■ Given request
Rescale the material below from the line with "the dinosaur head" up to and including the line with "208, 71, 225]]", and reproduce those lines only, requests included. Multiply every coordinate in the answers by 2.6 and round to whole numbers with halves going up, but leave the numbers in the requests and their format samples unchanged.

— Start of Source records —

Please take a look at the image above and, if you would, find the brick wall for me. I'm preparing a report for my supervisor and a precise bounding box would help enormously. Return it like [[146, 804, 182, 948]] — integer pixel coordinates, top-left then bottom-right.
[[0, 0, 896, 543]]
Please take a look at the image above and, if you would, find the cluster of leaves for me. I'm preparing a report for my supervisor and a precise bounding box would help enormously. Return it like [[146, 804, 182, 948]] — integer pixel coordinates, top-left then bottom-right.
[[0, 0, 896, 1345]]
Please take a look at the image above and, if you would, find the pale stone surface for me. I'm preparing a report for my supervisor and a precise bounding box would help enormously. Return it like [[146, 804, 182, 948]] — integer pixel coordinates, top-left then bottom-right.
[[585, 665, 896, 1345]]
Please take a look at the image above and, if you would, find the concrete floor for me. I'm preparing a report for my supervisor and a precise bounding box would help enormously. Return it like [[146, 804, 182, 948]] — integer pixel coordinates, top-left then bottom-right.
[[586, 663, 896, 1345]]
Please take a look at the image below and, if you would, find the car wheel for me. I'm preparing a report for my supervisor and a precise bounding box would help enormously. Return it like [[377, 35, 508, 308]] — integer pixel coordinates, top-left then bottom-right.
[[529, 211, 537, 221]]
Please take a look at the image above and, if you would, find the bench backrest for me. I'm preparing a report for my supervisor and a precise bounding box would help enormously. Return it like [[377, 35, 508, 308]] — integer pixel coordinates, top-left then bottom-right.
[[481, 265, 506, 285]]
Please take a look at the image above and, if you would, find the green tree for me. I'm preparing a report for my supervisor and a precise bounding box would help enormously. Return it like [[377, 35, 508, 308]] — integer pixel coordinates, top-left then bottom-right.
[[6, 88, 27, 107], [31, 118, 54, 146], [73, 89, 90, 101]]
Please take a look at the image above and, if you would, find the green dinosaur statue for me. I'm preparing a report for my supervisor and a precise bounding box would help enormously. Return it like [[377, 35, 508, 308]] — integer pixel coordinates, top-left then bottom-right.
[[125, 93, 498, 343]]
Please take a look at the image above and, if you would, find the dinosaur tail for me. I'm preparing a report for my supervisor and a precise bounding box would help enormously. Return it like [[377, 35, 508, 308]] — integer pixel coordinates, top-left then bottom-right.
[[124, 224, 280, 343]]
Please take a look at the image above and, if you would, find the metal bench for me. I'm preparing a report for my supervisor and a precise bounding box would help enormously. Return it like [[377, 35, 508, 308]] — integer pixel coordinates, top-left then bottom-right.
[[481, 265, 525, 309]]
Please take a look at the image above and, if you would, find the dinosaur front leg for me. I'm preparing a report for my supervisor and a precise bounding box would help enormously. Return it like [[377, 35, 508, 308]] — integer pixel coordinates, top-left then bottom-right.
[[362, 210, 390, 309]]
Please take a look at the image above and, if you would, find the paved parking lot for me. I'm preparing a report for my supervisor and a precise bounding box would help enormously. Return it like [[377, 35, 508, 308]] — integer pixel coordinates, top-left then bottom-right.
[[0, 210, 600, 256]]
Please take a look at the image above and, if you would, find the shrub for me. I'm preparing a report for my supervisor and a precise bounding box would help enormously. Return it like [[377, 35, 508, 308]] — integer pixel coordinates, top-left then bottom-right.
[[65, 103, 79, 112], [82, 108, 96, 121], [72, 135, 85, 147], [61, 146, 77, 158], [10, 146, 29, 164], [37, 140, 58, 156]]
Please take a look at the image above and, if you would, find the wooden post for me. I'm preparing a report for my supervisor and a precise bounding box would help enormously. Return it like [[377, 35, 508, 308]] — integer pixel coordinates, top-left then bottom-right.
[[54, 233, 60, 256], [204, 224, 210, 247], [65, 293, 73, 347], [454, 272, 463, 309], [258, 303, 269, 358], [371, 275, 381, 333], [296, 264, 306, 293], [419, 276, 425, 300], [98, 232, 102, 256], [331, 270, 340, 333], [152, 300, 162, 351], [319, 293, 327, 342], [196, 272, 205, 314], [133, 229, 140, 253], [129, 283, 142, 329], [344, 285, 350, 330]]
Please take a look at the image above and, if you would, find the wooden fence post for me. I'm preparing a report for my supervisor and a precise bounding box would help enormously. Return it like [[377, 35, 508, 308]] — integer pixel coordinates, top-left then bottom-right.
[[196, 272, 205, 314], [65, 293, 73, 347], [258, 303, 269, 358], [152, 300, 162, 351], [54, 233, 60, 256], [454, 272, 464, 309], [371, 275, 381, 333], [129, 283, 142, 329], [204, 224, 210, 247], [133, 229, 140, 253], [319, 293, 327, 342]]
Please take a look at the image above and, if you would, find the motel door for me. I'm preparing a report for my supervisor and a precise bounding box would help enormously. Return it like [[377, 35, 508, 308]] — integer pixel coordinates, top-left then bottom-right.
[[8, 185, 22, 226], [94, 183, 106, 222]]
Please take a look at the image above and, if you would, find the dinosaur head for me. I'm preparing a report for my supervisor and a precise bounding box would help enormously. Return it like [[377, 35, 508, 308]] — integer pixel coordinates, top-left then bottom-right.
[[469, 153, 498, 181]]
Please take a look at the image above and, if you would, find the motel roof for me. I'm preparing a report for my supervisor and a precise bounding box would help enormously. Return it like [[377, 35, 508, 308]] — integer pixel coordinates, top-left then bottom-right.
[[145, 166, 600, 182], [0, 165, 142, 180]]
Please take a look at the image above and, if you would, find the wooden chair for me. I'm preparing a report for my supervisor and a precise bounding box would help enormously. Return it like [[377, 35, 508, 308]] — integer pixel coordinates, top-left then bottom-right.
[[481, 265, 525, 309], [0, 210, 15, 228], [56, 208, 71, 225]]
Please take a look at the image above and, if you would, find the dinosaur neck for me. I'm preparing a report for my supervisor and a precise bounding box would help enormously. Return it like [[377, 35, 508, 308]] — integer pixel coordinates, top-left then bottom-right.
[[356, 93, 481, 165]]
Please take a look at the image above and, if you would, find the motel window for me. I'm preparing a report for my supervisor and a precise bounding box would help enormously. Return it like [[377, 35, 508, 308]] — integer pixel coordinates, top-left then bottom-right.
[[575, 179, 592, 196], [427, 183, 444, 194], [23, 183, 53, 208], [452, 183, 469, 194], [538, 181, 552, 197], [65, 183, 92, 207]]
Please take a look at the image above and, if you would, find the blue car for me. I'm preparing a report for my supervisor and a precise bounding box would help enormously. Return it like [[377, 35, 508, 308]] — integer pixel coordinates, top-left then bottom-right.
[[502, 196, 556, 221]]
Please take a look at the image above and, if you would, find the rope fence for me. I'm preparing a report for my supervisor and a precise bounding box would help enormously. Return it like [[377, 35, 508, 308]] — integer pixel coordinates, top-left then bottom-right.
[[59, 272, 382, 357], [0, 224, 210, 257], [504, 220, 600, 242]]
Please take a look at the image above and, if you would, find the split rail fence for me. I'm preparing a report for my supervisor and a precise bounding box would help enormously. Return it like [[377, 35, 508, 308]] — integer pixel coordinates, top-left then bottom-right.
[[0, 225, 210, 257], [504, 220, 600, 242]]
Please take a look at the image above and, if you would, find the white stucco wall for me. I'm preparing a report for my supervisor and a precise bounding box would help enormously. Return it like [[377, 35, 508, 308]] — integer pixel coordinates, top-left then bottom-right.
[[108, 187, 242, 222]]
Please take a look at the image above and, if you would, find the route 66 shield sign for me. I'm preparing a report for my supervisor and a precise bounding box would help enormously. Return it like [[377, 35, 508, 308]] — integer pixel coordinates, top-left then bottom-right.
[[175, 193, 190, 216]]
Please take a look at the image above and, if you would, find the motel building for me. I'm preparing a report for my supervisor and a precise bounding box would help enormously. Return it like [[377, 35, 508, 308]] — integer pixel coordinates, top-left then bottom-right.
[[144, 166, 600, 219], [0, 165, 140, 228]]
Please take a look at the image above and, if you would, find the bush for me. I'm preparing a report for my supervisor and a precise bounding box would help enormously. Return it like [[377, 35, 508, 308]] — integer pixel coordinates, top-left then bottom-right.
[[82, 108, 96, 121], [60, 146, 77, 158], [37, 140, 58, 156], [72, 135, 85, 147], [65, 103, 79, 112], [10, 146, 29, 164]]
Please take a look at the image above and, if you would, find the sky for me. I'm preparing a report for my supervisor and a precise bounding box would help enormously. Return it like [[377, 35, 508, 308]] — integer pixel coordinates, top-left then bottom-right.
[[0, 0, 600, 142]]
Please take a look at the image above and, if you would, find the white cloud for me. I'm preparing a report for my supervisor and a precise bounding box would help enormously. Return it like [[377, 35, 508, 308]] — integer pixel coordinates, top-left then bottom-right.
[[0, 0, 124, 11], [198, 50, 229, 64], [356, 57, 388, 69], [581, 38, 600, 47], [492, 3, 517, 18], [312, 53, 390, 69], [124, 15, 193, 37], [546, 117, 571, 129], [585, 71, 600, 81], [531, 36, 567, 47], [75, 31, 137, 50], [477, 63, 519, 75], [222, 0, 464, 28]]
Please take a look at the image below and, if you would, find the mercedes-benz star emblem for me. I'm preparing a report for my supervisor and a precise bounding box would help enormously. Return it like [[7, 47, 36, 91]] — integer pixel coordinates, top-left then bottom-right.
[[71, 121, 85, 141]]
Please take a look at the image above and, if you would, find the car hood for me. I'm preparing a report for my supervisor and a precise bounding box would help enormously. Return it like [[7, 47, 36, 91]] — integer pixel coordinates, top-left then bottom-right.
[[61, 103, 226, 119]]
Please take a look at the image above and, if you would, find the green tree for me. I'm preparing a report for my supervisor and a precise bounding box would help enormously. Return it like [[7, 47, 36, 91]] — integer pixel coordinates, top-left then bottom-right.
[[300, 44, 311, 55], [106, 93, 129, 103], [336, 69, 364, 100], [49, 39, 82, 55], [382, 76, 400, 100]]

— End of Source records —

■ Answer to the problem
Please take a look at the image above and, if you would, find the dinosaur head for me. I'm preparing a report for my supervisor and a precise bounding box would help enormously. Return it like [[377, 35, 508, 308]] — integer pixel coordinates, top-left then bottom-right.
[[1219, 398, 1295, 471]]
Please take a look at the image above and, if you would, find the motel roof for me. I'm preparing a report for my supervisor and a precise bounding box would help enormously. Return it like [[377, 35, 508, 308]] — integer pixel coordinates, top-left then bottom-right.
[[377, 432, 1560, 473], [0, 429, 369, 468]]
Please take a look at the image above and, if you would, find the wooden chair for me. I'm preparing a report for my supervisor and a precise bounding box would help enormously. Return it like [[377, 35, 508, 308]] — integer pixel coordinates, top-left then bottom-right.
[[1251, 689, 1365, 803], [0, 546, 39, 593], [146, 541, 185, 585]]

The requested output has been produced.